__Entries__.
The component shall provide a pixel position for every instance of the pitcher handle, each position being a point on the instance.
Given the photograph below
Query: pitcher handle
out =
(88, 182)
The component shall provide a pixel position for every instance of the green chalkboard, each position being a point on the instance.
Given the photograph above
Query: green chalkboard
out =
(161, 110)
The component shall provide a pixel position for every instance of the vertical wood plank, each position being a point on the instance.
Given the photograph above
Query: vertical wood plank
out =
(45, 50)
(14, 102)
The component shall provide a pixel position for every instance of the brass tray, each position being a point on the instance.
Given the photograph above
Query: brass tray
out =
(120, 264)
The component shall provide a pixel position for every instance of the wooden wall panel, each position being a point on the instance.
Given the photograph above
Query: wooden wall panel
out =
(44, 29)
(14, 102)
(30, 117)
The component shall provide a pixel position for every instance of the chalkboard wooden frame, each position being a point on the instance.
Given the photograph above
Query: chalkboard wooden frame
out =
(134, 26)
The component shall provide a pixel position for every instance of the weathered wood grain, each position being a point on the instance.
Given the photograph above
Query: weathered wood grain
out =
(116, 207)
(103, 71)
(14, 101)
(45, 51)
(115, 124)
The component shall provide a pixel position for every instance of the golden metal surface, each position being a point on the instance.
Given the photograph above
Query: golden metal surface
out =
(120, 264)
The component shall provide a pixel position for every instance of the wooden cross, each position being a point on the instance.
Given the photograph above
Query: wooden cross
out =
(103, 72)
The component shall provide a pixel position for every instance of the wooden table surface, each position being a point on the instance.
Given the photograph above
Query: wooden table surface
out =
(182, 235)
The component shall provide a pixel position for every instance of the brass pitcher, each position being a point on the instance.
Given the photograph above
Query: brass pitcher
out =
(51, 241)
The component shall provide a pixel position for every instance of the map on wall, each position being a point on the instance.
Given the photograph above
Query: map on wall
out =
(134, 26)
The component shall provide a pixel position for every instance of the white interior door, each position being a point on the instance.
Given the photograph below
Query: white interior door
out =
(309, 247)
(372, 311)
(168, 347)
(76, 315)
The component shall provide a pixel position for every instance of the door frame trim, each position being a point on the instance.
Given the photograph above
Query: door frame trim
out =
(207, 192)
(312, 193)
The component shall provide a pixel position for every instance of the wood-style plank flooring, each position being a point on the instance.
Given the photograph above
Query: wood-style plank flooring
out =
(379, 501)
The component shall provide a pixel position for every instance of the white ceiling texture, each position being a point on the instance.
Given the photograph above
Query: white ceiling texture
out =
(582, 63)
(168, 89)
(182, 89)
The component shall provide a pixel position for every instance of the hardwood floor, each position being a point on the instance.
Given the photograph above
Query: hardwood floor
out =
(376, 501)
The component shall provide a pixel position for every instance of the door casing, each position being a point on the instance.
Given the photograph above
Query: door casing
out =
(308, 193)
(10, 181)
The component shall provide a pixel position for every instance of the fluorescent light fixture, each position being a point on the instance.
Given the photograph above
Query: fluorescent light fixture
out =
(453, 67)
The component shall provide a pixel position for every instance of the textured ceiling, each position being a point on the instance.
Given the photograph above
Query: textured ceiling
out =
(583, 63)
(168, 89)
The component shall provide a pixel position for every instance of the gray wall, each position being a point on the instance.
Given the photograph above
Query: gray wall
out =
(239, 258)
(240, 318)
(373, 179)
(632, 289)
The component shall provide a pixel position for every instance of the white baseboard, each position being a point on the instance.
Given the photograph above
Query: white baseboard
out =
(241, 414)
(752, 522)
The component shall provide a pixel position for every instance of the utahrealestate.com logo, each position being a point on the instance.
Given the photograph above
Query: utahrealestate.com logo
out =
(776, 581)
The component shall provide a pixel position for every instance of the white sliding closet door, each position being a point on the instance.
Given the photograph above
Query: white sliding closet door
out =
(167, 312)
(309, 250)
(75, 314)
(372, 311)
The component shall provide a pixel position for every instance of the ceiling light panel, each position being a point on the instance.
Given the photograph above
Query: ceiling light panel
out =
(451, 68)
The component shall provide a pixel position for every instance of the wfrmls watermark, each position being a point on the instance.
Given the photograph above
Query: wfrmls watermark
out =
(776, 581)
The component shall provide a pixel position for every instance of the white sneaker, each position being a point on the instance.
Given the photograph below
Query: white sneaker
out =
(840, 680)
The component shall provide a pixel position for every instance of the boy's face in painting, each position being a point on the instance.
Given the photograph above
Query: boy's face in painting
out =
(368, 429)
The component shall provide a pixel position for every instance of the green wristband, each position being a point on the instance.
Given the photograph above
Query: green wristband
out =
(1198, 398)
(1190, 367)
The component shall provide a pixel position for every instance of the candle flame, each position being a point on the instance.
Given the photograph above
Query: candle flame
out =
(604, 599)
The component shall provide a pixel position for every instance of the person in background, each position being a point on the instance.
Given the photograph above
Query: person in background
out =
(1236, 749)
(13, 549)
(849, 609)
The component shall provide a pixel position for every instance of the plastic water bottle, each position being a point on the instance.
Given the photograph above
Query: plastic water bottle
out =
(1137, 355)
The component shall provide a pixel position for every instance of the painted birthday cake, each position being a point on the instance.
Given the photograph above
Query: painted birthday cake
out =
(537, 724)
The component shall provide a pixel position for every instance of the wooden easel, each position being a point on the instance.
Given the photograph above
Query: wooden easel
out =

__Aim__. Rewrite all of the records above, replacing each "component" with "module" and leaving every other word unchanged.

__Worked solution__.
The module shall provide a pixel position for every instance of the pitcher handle, each position being a point on the instance.
Given the photograph below
Query: pitcher handle
out =
(88, 182)
The module shall provide a pixel position for every instance of the green chalkboard, each position being a point on the instance.
Given the photograph above
Query: green chalkboard
out =
(161, 110)
The module shall provide a pixel position for every instance of the vertical wood plank, each position being a point on the instance.
Given the photograph above
Query: vertical wood plank
out =
(45, 50)
(14, 102)
The module shall provide a pixel position for every instance of the brass tray, each position being a point on the instance.
Given the photograph above
Query: brass tray
out =
(120, 264)
The module shall provide a pixel position for every instance of the wooden wall panel, each position being a point on the instance.
Given the photograph above
Query: wooden wall panel
out =
(44, 29)
(14, 102)
(30, 117)
The module shall provide a pixel position for every instance of the chalkboard wooden frame, each position being a point on the instance.
Given the photograph above
Query: chalkboard wooden frame
out =
(134, 26)
The module shall provide a pixel position for every instance of the weathered wood grain, each position being a point on the instance.
Given the photograph above
Query: weathered wood grain
out =
(116, 207)
(103, 71)
(14, 101)
(45, 51)
(115, 124)
The module shall provide a pixel position for every instance of the golden metal surface, each position being a point on the instance.
Given the photograph above
Query: golden metal surface
out =
(120, 264)
The module shall provide a pixel position for every instance of the wooden cross, each position being a point on the instance.
Given the photograph above
Query: wooden cross
out =
(103, 72)
The module shall provide a pixel position for every instance of the wooden table surface, each position being a point on the instance.
Given the photograph above
Query: wooden table surface
out =
(182, 235)
The module shall provide a pixel position for every instance of the brass pitcher, each position being a point on the instance.
Given the photograph above
Query: brass pitcher
out =
(51, 241)
The module shall provide a pixel position for every instance of the map on wall, each position being a point on the instance.
Given the photograph above
Query: map on wall
out =
(134, 26)
The module shall provide a pixel position for every instance of the white interior door, each position being a point on the instance.
Given the photograph below
Query: white interior door
out =
(309, 247)
(372, 311)
(168, 347)
(76, 315)
The module shall provide a pixel position for every instance of the door frame trim, each position being a point on the instance.
Given the photograph above
Query: door frame trim
out =
(207, 192)
(312, 193)
The module shall provide a pixel position for every instance of the wood-style plank flooring, each position being a point on the instance.
Given the photograph above
Query: wood-style plank flooring
out =
(379, 501)
The module shall provide a pixel position for every instance of the white ceiling texture, each position being a point on the instance.
Given the photograph above
Query: white ceiling texture
out =
(582, 63)
(168, 89)
(182, 89)
The module shall provide a pixel position for every instance of the hardwood floor, each position being a point on the instance.
Given the photograph above
Query: hardwood floor
out =
(376, 501)
The module shall provide a pixel position for every instance of the door casing, each position being a point on the instance.
Given the photograph above
Query: door casing
out =
(308, 193)
(10, 181)
The module shall provide a pixel position for every instance of the fluorescent light fixture, each position being a point on the instance.
Given the photograph above
Query: fluorescent light fixture
out =
(453, 67)
The module shall provide a pixel position for every instance of the textured ceiling, each position being a point on the instance.
Given the photograph above
Query: textured ceiling
out =
(583, 63)
(168, 89)
The module shall provide a pixel position for every instance of the gray wall, each position being a point on the instance.
Given the photograph above
Query: gray wall
out =
(239, 258)
(240, 318)
(373, 179)
(632, 289)
The module shall provide a pixel position for every instance of the white baseboard, each position being a point on the instance.
Given the photograph above
Query: white baseboard
out =
(241, 414)
(752, 522)
The module shall provide a pixel position for every instance of the utahrealestate.com logo, each position being a point on the instance.
Given the photograph above
Query: utahrealestate.com logo
out =
(776, 581)
The module shall provide a pixel position for every instance of the white sliding closet door, each position being a point on the instance.
Given the photograph above
Query: white sliding closet door
out =
(167, 312)
(309, 250)
(75, 314)
(372, 311)
The module shall provide a pixel position for every instance of the ceiling light panel, each position being a point on the instance.
Given the photograph above
Query: ceiling light panel
out =
(451, 68)
The module shall provide a pixel position for every instance of the wfrmls watermark, each position being a point on the instance.
Given the photograph above
Query: wfrmls watermark
out =
(776, 581)
The module shall provide a pixel position for every instance of the white sneaker, each position being a point on the instance.
Given the photograph below
Query: white sneaker
out =
(840, 680)
The module shall provide a pixel position for every instance of the boy's face in painting, each position being a point on the instance.
Given the photograph above
Query: boy's face in painting
out =
(368, 429)
The module shall provide a pixel position for every instance of the green wristband, each position being a point on the instance.
Given the photograph above
Query: green wristband
out =
(1198, 398)
(1190, 367)
The module shall provide a pixel position for every instance of the candle flame, each position being a point on the instance.
Given the photograph above
Query: candle flame
out =
(604, 599)
The module shall provide a pixel position for every instance of the person in background, each position being a point on the instance.
Given the photograph above
Query: person in background
out =
(1236, 749)
(13, 549)
(849, 609)
The module shall provide a pixel position for every instance of the plastic water bottle, each position being a point on the instance.
Given the photograph above
Query: plastic water bottle
out =
(1137, 355)
The module shall provide a pixel position for every instance of the painted birthday cake, each position being a point on the instance.
Given the photograph above
Query: painted birthday cake
out =
(537, 724)
The module shall provide a pixel position for every instance of the wooden easel, each position being a point on the instance.
Given the photograph above
Query: wooden easel
out =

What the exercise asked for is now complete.